**What you will do**
Decide whether each statement below agrees with the passage on the Casamance conflict, answering yes or no and quoting the deciding words from the passage: (a) Sadio moved his base to Guinea-Bissau after relations with President Jammeh soured in 2009; (b) the ship carrying Iranian arms arrived in Lagos harbor in December 2010; (c) talks with Sadio's representatives began in Rome in October 2012.

**Selection**
***

Heavy fighting broke out around Casamance’s main city of Ziguinchor in August 2008 as the MFDC launched a series of raids to steal the bicycles, mobile phones and identity papers of local residents. Farmers were warned by the militants that if they returned to their fields they would be treated as army informants (IRIN, August 26, 2009).

After relations with The Gambia’s President Jammeh soured in 2009, Sadio shifted his base back to Guinea-Bissau, where he enjoyed a good relationship with a former comrade-in-arms, Captain Zamora Induta, the new military chief-of-staff and a veteran of the military rebellion of 1998-1999. [12]

A shipment of Iranian arms was found hidden amidst building materials on a ship that arrived in Lagos harbor in October 2010. Investigators believed the arms were intended to be shipped to The Gambia and then distributed to the MFDC. The incident resulted in Senegal recalling its ambassador to Iran (BBC, December 15, 2010). Other arms shipments might have made it through; Senegalese troops were surprised in December 2010 when MFDC forces using newly acquired equipment such as mortars, rocket launchers and Russian-made “Dushka” machine guns killed seven soldiers near the town of Bignona (RFI), December 28, 2010).

Fighting flared up again in December 2011, when at least 12 Senegalese soldiers were killed in clashes with the MFDC (SAPA, December 21, 2011). The election of Macky Sall as Senegal’s president in March 2012 opened new opportunities for a negotiated settlement of the Casamance issue. Talks with Salif Sadio’s representatives began in Rome in October 2012 under the auspices of the Community of Sant’Egidio, a Vatican-aligned charity specializing in conflict mediation. Two months later Sadio’s faction released eight hostages in a gesture of good-will (AFP, November 10, 2013).

***

**Named-object pointing items**
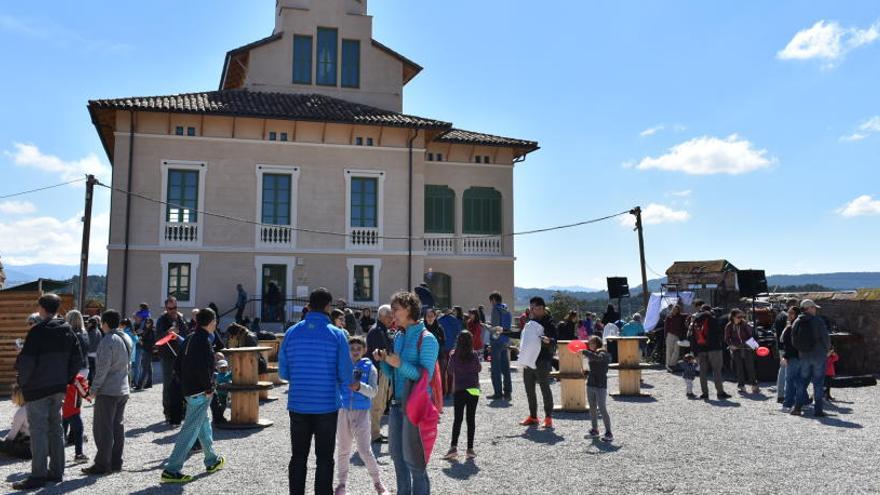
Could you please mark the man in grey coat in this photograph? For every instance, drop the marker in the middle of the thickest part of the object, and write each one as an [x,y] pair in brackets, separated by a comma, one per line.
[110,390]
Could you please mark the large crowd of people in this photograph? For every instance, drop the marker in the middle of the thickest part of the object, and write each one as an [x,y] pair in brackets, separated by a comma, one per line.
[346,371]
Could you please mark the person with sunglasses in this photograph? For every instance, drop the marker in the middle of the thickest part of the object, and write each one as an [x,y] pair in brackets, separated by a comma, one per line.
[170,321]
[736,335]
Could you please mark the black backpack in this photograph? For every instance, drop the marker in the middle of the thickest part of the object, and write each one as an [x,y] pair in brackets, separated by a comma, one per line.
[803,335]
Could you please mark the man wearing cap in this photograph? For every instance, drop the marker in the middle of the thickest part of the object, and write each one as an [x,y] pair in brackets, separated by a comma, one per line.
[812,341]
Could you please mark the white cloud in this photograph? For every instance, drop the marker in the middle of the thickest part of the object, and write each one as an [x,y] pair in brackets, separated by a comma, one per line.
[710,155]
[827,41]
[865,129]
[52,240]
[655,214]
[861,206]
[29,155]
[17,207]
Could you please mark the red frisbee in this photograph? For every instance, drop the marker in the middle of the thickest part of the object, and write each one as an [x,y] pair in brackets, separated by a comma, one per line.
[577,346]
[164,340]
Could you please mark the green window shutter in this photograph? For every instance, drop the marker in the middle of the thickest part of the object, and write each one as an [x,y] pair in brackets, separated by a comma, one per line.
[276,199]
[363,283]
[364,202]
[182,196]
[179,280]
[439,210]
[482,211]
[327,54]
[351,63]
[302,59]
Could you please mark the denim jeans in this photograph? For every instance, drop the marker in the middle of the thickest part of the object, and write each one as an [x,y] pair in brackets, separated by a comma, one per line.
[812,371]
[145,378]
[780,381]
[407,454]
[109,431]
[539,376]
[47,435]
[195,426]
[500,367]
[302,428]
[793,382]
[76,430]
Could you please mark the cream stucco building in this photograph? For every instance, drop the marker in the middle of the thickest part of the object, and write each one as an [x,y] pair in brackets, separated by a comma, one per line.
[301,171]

***

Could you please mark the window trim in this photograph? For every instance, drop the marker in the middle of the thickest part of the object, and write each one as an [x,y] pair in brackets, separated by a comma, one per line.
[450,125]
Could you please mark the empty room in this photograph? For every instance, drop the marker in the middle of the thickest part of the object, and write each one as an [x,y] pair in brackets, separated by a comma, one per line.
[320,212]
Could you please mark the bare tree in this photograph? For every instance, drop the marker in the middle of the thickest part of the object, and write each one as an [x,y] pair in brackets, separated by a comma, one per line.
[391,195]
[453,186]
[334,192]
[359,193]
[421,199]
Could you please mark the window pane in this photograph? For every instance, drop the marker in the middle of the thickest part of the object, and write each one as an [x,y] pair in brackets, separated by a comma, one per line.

***

**Exercise response**
(a) Yes: "After relations with The Gambia’s President Jammeh soured in 2009, Sadio shifted his base back to Guinea-Bissau"
(b) No: "a ship that arrived in Lagos harbor in October 2010"
(c) Yes: "Talks with Salif Sadio’s representatives began in Rome in October 2012"